## [Stored data]
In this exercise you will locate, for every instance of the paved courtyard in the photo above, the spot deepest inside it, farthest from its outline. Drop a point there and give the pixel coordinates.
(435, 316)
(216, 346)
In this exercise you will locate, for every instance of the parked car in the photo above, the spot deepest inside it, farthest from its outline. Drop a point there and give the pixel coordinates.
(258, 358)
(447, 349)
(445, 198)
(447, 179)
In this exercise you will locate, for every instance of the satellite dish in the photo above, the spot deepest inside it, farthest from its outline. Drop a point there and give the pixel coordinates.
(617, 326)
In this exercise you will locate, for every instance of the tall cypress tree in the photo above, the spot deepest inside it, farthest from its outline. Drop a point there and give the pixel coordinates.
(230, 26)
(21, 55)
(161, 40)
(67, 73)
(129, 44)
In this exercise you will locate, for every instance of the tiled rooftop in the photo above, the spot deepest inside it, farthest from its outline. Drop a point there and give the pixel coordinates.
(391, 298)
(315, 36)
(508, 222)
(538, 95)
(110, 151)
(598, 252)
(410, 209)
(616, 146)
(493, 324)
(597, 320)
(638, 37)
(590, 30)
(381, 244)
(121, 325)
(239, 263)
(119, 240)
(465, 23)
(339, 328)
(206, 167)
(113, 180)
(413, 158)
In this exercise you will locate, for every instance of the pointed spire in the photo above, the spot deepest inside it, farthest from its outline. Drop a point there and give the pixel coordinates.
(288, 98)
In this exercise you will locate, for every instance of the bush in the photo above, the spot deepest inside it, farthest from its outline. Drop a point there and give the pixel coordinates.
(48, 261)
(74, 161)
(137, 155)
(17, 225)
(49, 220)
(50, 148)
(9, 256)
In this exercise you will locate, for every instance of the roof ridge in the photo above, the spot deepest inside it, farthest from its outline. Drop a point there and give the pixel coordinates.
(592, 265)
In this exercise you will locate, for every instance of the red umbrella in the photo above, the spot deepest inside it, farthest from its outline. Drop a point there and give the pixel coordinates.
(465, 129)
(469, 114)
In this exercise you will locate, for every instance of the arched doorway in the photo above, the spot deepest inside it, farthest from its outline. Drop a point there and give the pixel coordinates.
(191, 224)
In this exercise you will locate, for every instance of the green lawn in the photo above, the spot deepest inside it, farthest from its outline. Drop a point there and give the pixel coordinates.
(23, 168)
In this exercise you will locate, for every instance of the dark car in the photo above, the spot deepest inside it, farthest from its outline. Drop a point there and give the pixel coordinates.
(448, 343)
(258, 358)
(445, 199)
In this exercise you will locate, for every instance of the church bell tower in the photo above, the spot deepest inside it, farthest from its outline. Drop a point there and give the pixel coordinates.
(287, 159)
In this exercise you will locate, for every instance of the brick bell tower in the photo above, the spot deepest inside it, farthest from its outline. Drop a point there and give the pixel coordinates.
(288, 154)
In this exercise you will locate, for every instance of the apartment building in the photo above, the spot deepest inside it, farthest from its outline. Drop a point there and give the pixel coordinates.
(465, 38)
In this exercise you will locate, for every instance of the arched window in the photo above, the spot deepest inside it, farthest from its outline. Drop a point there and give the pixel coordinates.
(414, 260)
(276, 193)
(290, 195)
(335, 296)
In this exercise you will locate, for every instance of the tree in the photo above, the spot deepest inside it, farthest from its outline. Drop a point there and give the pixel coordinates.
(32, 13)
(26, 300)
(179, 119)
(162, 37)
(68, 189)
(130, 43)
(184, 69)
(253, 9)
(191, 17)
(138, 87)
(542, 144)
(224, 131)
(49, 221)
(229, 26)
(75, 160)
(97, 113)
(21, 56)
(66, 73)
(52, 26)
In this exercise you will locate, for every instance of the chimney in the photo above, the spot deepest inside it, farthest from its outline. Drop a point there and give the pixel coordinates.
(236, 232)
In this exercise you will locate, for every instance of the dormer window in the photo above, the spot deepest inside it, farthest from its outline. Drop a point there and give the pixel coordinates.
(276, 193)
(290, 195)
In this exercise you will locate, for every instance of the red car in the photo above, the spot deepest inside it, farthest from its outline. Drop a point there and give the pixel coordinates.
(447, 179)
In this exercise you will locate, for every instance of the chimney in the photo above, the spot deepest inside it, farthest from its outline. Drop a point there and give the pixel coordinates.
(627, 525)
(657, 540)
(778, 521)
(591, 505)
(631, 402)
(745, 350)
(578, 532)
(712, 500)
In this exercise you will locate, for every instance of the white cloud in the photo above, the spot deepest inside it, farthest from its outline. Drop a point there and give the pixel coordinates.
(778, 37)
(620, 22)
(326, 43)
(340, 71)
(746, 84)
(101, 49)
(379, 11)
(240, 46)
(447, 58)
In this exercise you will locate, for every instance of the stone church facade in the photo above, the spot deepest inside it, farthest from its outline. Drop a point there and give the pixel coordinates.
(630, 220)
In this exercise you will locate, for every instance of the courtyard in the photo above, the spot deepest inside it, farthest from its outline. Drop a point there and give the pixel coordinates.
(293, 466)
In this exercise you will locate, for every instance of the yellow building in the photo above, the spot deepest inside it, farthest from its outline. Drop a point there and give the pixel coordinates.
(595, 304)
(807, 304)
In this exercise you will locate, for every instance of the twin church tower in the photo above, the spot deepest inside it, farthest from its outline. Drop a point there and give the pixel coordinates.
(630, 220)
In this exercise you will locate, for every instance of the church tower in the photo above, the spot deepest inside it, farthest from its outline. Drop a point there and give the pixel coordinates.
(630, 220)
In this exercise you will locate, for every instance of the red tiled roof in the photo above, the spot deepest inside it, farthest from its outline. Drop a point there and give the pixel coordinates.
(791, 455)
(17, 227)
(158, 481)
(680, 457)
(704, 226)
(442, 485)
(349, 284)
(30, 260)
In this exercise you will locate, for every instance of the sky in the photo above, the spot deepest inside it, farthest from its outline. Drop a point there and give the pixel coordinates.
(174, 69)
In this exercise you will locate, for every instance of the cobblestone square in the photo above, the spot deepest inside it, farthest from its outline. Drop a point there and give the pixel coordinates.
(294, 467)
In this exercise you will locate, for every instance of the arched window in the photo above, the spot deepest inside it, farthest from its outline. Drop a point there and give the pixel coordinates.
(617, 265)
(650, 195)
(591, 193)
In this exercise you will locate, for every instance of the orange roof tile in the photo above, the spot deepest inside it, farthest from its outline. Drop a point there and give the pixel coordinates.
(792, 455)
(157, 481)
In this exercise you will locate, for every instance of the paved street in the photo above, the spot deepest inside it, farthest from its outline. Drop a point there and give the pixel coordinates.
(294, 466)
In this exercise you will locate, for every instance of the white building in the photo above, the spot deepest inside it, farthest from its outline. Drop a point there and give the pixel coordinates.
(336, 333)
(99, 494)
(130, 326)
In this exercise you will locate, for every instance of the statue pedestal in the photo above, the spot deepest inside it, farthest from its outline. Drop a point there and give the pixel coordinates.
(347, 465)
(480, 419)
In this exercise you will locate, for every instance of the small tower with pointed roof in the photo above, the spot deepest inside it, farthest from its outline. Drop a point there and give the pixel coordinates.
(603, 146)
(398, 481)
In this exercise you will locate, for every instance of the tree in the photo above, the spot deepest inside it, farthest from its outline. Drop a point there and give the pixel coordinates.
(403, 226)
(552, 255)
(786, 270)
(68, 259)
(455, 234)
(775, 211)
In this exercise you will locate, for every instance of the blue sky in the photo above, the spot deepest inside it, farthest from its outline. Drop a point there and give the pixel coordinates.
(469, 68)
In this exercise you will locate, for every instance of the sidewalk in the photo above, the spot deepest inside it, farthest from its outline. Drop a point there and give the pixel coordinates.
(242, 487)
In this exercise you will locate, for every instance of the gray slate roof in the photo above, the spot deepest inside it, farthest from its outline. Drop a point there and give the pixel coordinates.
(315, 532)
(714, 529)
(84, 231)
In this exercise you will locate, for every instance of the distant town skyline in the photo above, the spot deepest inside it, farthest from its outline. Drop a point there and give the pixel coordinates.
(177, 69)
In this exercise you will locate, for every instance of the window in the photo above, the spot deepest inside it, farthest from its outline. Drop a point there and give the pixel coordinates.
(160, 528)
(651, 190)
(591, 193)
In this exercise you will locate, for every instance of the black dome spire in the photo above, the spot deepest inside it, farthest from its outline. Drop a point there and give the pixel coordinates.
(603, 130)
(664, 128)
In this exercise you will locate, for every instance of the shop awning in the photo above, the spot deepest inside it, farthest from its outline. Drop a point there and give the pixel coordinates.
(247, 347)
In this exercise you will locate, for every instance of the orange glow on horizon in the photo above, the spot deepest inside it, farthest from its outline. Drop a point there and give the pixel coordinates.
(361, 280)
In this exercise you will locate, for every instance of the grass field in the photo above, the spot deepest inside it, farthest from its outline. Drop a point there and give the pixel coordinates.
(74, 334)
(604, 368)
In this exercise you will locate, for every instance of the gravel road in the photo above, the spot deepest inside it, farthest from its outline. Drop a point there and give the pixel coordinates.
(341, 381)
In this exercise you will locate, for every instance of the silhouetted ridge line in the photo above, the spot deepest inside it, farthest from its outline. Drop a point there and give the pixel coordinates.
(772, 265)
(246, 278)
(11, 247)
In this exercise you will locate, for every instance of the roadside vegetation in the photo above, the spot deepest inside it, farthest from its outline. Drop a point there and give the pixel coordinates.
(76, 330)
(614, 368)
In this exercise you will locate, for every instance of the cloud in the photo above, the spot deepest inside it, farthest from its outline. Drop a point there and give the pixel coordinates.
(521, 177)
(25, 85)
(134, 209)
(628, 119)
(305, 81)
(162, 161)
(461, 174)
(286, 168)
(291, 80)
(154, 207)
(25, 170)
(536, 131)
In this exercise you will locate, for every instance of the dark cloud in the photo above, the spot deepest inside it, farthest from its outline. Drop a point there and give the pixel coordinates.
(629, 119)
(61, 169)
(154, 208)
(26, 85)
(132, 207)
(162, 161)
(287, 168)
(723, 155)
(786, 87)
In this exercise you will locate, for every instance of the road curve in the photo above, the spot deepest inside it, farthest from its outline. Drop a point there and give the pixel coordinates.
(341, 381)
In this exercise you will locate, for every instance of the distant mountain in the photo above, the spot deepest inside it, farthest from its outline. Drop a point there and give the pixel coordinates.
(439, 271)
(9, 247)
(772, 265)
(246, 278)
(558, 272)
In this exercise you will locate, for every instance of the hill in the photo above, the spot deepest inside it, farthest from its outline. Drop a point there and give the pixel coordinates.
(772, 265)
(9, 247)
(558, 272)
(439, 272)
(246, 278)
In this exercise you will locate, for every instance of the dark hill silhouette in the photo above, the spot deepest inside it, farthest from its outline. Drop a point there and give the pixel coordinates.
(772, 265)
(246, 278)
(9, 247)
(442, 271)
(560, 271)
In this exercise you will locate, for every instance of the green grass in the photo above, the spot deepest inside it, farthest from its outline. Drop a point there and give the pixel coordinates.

## [Task directions]
Please return the span of lines above that opens with the one containing "the distant mountain" and closes with the final line, both included, exactly as written and nothing more.

## [Solution]
In this exercise you will locate, for every instance of the distant mountain in the photo above, the spot deepest inside it, farthest from its outline. Drop a point there and give the pixel coordinates.
(439, 271)
(9, 247)
(772, 265)
(246, 278)
(558, 272)
In this exercise you will locate, for every instance of the hill in the photo above, the spot deepest inside it, farthest from its outline. Drop a point there and give the pixel coordinates.
(772, 265)
(9, 247)
(558, 272)
(439, 272)
(246, 278)
In this exercise you will locate, for every instance of the dark hill silhouette in the photo above, the spot deepest inside it, farthest from its outline. Drop a point there and give the pixel coordinates.
(772, 265)
(246, 278)
(9, 247)
(442, 271)
(560, 271)
In this exercise you will locate, for every instance of the green grass in the photo above, the spot deepest inside it, farthest from its outline. Drop a point there and give the pixel coordinates.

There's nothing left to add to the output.